## ACTIVITY
Copy the profile of Brazilian goalkeeper Luciana word for word.

## EXCERPT
Personal information
- Full name: Luciana Maria Dionizio
- Date of birth: 24 July 1987 (age 38)
- Place of birth: Belo Horizonte, Minas Gerais, Brazil
- Height: 1.73 m (5 ft 8 in)
- Position: Goalkeeper

Team information
- Current team: Ferroviária
- Number: 1

Senior career*
- Years: Team / Apps / (Gls)
- Corinthians
- Atlético Mineiro
- 2007–2012: Francana
- 2013–: Ferroviária / 82 / (0)

International career^{‡}
- 2013–: Brazil / 37 / (0)

Medal record
Women's football
Representing Brazil
Olympic Games
| Silver medal – second place | 2024 Paris |  |
Pan American Games
| Gold medal – first place | 2015 Toronto | Team |

= Luciana (footballer) =

Brazilian footballer (born 1987)

Luciana Maria Dionizio (born 24 July 1987), commonly known as Luciana, is a Brazilian professional footballer who plays as a goalkeeper for Ferroviária and the Brazilian national team. She participated at the 2015 FIFA Women's World Cup.

## STORED DATA
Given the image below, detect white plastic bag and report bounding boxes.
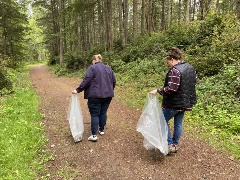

## WRITTEN SOLUTION
Personal information
- Full name: Luciana Maria Dionizio
- Date of birth: 24 July 1987 (age 38)
- Place of birth: Belo Horizonte, Minas Gerais, Brazil
- Height: 1.73 m (5 ft 8 in)
- Position: Goalkeeper

Team information
- Current team: Ferroviária
- Number: 1

Senior career*
- Years: Team / Apps / (Gls)
- Corinthians
- Atlético Mineiro
- 2007–2012: Francana
- 2013–: Ferroviária / 82 / (0)

International career^{‡}
- 2013–: Brazil / 37 / (0)

Medal record
Women's football
Representing Brazil
Olympic Games
| Silver medal – second place | 2024 Paris |  |
Pan American Games
| Gold medal – first place | 2015 Toronto | Team |

= Luciana (footballer) =

Brazilian footballer (born 1987)

Luciana Maria Dionizio (born 24 July 1987), commonly known as Luciana, is a Brazilian professional footballer who plays as a goalkeeper for Ferroviária and the Brazilian national team. She participated at the 2015 FIFA Women's World Cup.